■ **Document excerpt**

OpenSearch/docs/reference/ml/df-analytics/apis/analysisobjects.asciidoc

[role="xpack"]
[testenv="platinum"]
[[ml-dfa-analysis-objects]]
=== Analysis configuration objects

{dfanalytics-cap} resources contain `analysis` objects. For example, when you
create a {dfanalytics-job}, you must define the type of analysis it performs. 
This page lists all the available parameters that you can use in the `analysis` 
object grouped by {dfanalytics} types.


[discrete]
[[oldetection-resources]]
==== {oldetection-cap} configuration objects 

An `outlier_detection` configuration object has the following properties:

`compute_feature_influence`::
(Optional, boolean) 
include::{docdir}/ml/ml-shared.asciidoc[tag=compute-feature-influence]
  
`feature_influence_threshold`:: 
(Optional, double)

Point placement records
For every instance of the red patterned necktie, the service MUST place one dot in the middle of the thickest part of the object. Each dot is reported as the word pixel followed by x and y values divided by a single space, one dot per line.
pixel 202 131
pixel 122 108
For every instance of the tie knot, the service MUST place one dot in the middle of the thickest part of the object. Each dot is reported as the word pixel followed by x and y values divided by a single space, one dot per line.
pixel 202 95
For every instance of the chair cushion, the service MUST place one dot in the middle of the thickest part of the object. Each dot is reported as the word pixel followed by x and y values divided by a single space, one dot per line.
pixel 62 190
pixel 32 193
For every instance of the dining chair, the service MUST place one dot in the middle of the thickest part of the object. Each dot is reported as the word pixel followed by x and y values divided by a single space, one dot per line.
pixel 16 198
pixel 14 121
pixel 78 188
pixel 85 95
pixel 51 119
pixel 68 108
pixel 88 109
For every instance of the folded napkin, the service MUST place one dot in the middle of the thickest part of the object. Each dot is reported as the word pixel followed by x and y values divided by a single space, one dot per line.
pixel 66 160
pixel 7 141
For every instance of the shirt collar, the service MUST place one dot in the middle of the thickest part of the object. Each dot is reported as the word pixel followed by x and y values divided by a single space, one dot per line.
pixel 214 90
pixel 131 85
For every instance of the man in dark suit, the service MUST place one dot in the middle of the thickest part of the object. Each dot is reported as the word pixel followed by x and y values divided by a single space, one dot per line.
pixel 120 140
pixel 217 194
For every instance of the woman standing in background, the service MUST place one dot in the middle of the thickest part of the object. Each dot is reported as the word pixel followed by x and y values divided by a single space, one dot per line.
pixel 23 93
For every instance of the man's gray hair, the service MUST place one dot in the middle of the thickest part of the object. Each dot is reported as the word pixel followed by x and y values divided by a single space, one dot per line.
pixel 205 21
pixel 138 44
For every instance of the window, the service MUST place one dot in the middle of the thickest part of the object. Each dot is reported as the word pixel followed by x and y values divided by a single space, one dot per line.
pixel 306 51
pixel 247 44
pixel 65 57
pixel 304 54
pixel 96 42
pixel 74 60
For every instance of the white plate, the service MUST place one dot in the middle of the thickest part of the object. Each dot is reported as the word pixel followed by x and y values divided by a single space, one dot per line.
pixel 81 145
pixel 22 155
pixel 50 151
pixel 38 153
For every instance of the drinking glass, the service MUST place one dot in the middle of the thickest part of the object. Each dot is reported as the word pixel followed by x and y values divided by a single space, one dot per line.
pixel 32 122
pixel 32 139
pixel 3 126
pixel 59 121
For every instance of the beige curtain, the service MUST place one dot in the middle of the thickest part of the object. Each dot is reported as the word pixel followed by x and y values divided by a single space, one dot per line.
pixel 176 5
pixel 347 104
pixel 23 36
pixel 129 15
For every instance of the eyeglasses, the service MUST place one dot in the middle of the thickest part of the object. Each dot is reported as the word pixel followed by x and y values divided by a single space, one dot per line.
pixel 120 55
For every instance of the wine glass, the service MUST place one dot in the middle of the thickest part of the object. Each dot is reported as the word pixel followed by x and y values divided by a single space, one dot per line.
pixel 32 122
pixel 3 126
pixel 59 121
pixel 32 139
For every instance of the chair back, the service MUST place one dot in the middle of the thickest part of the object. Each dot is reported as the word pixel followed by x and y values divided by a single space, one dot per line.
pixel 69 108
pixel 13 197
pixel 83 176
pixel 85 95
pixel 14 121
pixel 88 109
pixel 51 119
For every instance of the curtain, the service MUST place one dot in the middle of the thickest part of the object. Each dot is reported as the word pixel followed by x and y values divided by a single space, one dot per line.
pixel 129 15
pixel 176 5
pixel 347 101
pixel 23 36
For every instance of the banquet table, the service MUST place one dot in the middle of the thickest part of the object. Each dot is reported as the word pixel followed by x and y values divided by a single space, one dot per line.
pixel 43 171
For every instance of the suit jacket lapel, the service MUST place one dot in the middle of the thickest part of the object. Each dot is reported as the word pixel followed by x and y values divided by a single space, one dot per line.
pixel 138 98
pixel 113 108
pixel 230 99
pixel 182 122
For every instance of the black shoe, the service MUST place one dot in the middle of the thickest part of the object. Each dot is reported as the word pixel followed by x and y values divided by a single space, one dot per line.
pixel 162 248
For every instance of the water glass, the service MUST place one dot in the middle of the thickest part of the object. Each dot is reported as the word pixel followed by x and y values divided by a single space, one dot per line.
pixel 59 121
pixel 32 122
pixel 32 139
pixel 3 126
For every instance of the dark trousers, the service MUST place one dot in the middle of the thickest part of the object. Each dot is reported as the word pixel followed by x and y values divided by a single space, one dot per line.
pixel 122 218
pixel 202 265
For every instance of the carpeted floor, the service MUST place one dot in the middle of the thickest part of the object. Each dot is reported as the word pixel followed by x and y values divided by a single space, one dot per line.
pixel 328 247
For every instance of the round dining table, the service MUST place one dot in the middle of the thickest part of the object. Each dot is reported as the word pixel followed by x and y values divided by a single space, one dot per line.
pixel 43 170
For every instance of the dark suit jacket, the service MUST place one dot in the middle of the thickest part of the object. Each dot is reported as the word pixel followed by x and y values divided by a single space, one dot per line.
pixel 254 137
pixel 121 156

■ **Tasks to complete**
[1] According to the analysis configuration objects page, what must you define when you create a {dfanalytics-job}?
[2] Continue the analysis configuration objects page from where it stops.

■ **Written responses**
[1] You must define the type of analysis it performs.

[2]
include::{docdir}/ml/ml-shared.asciidoc[tag=feature-influence-threshold]

`method`::
(Optional, string)
include::{docdir}/ml/ml-shared.asciidoc[tag=method]
  
`n_neighbors`::
(Optional, integer)
include::{docdir}/ml/ml-shared.asciidoc[tag=n-neighbors]
  
`outlier_fraction`::
(Optional, double) 
include::{docdir}/ml/ml-shared.asciidoc[tag=outlier-fraction]
  
`standardization_enabled`::
(Optional, boolean) 
include::{docdir}/ml/ml-shared.asciidoc[tag=standardization-enabled]


[discrete]
[[regression-resources]]
==== {regression-cap} configuration objects

[source,console]
--------------------------------------------------
PUT _ml/data_frame/analytics/house_price_regression_analysis
{
  "source": {
    "index": "houses_sold_last_10_yrs" <1>
  },
  "dest": {
    "index": "house_price_predictions" <2>
  },
  "analysis": 
    {
      "regression": { <3>
        "dependent_variable": "price" <4>
      }
    }
}
--------------------------------------------------
// TEST[skip:TBD]

<1> Training data is taken from source index `houses_sold_last_10_yrs`.
<2> Analysis results will be output to destination index 
`house_price_predictions`.
<3> The regression analysis configuration object.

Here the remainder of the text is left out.